Written instruction: Reproduce the rows from the line with "Find the background" to the line with "[0,54,360,360]", substituting "bush" for "shrub" and leaving everything else unchanged.

Data provided:
## BEGIN
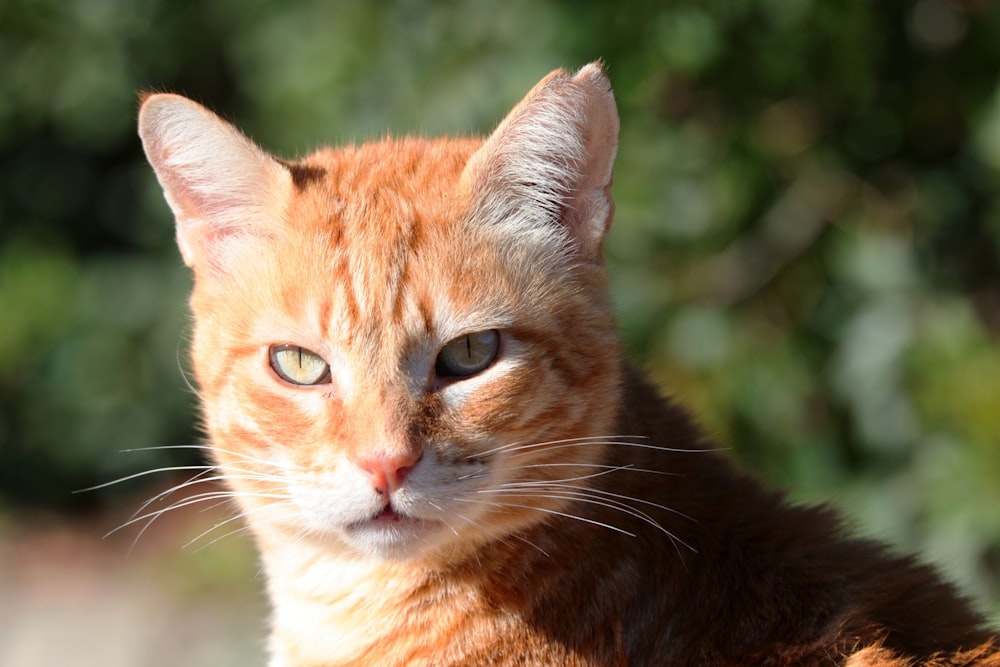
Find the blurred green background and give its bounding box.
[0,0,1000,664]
## END
## BEGIN
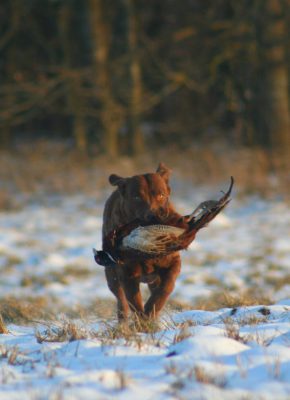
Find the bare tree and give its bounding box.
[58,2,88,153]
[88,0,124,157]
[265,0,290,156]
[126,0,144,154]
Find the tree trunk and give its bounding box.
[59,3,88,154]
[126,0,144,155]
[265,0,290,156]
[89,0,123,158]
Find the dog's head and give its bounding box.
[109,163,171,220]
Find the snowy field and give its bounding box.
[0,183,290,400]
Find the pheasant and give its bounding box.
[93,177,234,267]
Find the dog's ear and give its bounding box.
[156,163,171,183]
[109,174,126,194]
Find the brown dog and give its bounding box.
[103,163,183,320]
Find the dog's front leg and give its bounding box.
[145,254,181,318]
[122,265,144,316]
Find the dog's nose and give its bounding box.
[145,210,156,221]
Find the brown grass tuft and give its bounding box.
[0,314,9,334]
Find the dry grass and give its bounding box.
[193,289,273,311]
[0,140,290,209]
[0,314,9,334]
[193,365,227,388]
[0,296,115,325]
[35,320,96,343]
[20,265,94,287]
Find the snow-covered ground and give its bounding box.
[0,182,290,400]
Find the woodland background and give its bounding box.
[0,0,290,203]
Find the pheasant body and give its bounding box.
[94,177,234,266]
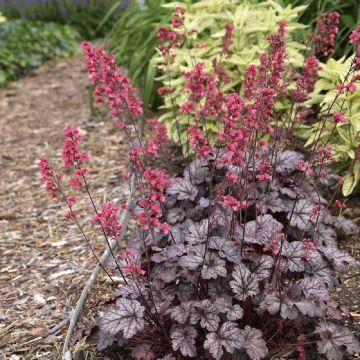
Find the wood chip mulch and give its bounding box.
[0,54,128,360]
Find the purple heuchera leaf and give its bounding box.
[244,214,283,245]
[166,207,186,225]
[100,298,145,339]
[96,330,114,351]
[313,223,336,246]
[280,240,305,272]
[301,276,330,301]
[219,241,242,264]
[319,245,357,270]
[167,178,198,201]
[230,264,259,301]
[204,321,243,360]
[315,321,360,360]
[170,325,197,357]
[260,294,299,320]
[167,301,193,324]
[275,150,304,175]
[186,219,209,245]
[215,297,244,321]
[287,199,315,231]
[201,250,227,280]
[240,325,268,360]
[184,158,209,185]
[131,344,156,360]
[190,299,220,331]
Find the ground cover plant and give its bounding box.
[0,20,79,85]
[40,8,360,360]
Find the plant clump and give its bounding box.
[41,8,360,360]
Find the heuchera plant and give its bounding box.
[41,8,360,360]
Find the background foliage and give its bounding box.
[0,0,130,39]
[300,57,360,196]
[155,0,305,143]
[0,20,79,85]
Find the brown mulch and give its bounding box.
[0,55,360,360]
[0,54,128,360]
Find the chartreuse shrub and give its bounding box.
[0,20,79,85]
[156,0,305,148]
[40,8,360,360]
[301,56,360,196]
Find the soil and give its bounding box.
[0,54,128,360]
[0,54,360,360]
## END
The reply:
Find the background foliage and give its bounding box.
[0,0,130,39]
[300,57,360,196]
[155,0,305,143]
[0,20,79,85]
Find the brown mulch and give its bounding box.
[0,55,360,360]
[0,54,128,360]
Find the chartreuse bush and give its bounding box.
[0,20,79,85]
[156,0,305,148]
[40,8,360,360]
[301,56,360,196]
Find the soil and give its bounding box.
[0,54,128,360]
[0,54,360,360]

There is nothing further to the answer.